Problem description
All records should be reproduced verbatim.

Input data
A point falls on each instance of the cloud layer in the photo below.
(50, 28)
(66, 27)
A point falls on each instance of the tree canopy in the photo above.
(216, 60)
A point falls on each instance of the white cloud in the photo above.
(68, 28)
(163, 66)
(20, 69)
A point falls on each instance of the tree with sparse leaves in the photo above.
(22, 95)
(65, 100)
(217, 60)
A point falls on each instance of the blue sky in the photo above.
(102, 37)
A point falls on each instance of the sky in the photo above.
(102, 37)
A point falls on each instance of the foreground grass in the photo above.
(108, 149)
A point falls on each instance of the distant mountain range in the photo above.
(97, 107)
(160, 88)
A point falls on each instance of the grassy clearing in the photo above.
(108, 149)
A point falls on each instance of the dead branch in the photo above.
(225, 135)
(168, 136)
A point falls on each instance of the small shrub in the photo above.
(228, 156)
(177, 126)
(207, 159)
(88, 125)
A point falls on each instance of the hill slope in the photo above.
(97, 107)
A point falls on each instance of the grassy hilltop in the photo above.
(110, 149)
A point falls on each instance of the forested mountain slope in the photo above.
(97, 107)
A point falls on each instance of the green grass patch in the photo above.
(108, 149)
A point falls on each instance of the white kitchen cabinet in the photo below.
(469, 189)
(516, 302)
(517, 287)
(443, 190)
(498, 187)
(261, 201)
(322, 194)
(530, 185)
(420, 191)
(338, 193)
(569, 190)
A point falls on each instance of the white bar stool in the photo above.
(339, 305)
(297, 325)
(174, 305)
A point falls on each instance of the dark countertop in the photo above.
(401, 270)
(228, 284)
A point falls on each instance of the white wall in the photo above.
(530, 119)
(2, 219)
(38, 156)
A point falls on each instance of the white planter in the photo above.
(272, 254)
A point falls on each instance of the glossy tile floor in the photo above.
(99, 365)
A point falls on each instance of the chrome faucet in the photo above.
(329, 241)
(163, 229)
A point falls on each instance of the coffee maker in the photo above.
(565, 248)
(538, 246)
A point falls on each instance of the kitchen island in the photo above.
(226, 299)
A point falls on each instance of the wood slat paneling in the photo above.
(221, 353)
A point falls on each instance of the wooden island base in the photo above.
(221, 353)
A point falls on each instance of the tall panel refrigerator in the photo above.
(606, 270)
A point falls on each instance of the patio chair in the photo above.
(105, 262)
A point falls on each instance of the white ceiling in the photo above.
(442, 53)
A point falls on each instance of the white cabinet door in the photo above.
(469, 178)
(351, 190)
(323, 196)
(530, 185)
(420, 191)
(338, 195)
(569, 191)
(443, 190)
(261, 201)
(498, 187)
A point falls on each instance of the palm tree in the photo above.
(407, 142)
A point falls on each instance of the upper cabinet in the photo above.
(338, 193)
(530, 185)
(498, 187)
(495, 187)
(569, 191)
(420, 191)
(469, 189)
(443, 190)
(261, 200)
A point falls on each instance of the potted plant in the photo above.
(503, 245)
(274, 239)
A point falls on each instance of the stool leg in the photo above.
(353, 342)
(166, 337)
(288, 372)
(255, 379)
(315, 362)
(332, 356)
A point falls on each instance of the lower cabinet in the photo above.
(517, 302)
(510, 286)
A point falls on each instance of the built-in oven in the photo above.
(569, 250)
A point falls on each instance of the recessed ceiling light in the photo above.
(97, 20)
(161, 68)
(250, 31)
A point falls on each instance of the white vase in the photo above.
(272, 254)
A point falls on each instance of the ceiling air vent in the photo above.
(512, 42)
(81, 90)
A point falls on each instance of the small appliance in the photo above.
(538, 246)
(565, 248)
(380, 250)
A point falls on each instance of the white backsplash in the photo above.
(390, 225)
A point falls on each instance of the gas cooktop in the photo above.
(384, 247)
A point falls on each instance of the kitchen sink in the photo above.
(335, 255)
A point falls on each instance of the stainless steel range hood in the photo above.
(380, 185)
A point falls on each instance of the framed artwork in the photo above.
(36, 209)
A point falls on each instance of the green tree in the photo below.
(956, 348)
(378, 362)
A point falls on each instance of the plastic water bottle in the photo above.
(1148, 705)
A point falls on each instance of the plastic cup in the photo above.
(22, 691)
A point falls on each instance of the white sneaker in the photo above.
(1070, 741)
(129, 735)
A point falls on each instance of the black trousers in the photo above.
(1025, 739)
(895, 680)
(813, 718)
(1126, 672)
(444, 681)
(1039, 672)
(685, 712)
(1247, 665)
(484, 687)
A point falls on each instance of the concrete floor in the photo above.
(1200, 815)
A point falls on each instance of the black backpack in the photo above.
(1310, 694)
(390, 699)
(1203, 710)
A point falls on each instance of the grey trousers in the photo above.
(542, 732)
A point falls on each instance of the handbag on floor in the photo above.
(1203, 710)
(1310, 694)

Your response
A point falls on each instance of the cloud layer in the photo below.
(50, 28)
(66, 27)
A point falls on each instance of the tree canopy in the photo above.
(216, 60)
A point falls on each instance of the white cloud in the photo above.
(68, 28)
(163, 66)
(20, 69)
A point falls on each instance of the tree with sparse leaves in the photo above.
(22, 95)
(65, 100)
(217, 60)
A point falls on each instance of the blue sky in the photo above.
(102, 37)
A point falls on each instance of the sky in the photo above.
(102, 37)
A point falls on each instance of the foreground grass in the photo above.
(108, 149)
A point falls on each instance of the distant mountain range in the photo above.
(97, 107)
(160, 88)
A point falls on each instance of the grassy clearing in the photo above.
(108, 149)
A point falls on each instance of the dead branch in the photo above.
(225, 135)
(168, 136)
A point falls on each instance of the small shrub in the photo above.
(228, 156)
(177, 126)
(207, 159)
(88, 125)
A point falls on each instance of the hill slope in the photo above.
(97, 107)
A point falls on each instance of the grassy hilltop in the photo above.
(110, 149)
A point falls on each instance of the forested mountain slope in the photo above.
(97, 107)
A point falls on each instance of the green grass patch in the photo above.
(108, 149)
A point falls on each instance of the white kitchen cabinet in the photo below.
(469, 189)
(516, 302)
(517, 287)
(443, 190)
(498, 187)
(261, 201)
(322, 194)
(530, 185)
(420, 191)
(338, 193)
(569, 190)
A point falls on each instance of the white bar stool in the photo above.
(339, 305)
(297, 325)
(174, 305)
A point falls on each instance of the dark countertop in the photo above.
(401, 270)
(228, 284)
A point falls on each instance of the white wall in the photo above.
(530, 119)
(2, 219)
(38, 156)
A point falls on each instance of the white planter in the photo above.
(272, 254)
A point falls on each instance of the glossy tile floor in the photo above.
(99, 365)
A point falls on each instance of the chrome faucet in the photo above.
(329, 241)
(163, 229)
A point falls on each instance of the coffee maker in the photo above.
(565, 248)
(538, 246)
A point falls on each instance of the kitchen island in the photo above.
(226, 299)
A point falls on each instance of the wood slat paneling in the photo above.
(221, 353)
A point falls on each instance of the wooden island base in the photo above.
(221, 353)
A point falls on each instance of the tall panel refrigerator in the photo above.
(606, 270)
A point falls on each instance of the patio chair in the photo above.
(105, 262)
A point falls on each instance of the white ceiling in the photo above.
(442, 53)
A point falls on each instance of the white cabinet door in the photo above.
(469, 178)
(351, 190)
(323, 196)
(530, 185)
(420, 191)
(338, 195)
(569, 191)
(443, 190)
(261, 201)
(498, 187)
A point falls on each instance of the palm tree in the photo above.
(407, 142)
A point falls on each instance of the upper cabinet in the photo above.
(338, 193)
(530, 185)
(498, 187)
(495, 187)
(569, 191)
(420, 191)
(469, 189)
(443, 190)
(261, 200)
A point falls on each instance of the potted plant in the photo above.
(503, 245)
(274, 239)
A point falls on each instance of the stool leg in the photo above.
(353, 342)
(166, 337)
(288, 372)
(255, 379)
(315, 362)
(332, 356)
A point falls on each instance of the lower cabinet in the photo above.
(517, 302)
(510, 286)
A point falls on each instance of the built-in oven in the photo above.
(569, 250)
A point falls on each instance of the recessed ceiling light in the photo above.
(97, 20)
(161, 68)
(250, 31)
A point falls on each instance of the white vase in the photo above.
(272, 254)
A point falls on each instance of the ceiling air vent in the photo above.
(512, 42)
(81, 90)
A point falls on each instance of the small appliance in the photo above.
(538, 246)
(565, 248)
(380, 250)
A point falls on each instance of the white backsplash in the photo above.
(390, 225)
A point falls on each instance of the gas cooktop in the photo above.
(384, 247)
A point falls on each instance of the kitchen sink in the photo above.
(335, 255)
A point falls on each instance of the stainless steel range hood in the photo above.
(380, 185)
A point falls on each instance of the framed artwork in the photo above.
(36, 209)
A point falls on each instance of the green tree in the photo below.
(956, 348)
(378, 362)
A point falls on each instance of the plastic water bottle in the photo above.
(1148, 705)
A point falls on each instance of the plastic cup in the photo above.
(22, 691)
A point falls on each instance of the white sneaker in the photo above.
(1070, 741)
(129, 735)
A point falls on each instance of the black trousers in the photo above.
(1025, 739)
(895, 680)
(813, 718)
(1126, 672)
(444, 681)
(1039, 672)
(685, 712)
(1247, 665)
(484, 687)
A point falls on each instance of the concrete floor in the photo above.
(1200, 815)
A point falls on each instance of the black backpack in the photo above.
(1310, 694)
(390, 699)
(1203, 710)
A point falls on each instance of the grey trousers in the photo above.
(542, 732)
A point falls on each instance of the handbag on floor in the photo above.
(1203, 710)
(1310, 694)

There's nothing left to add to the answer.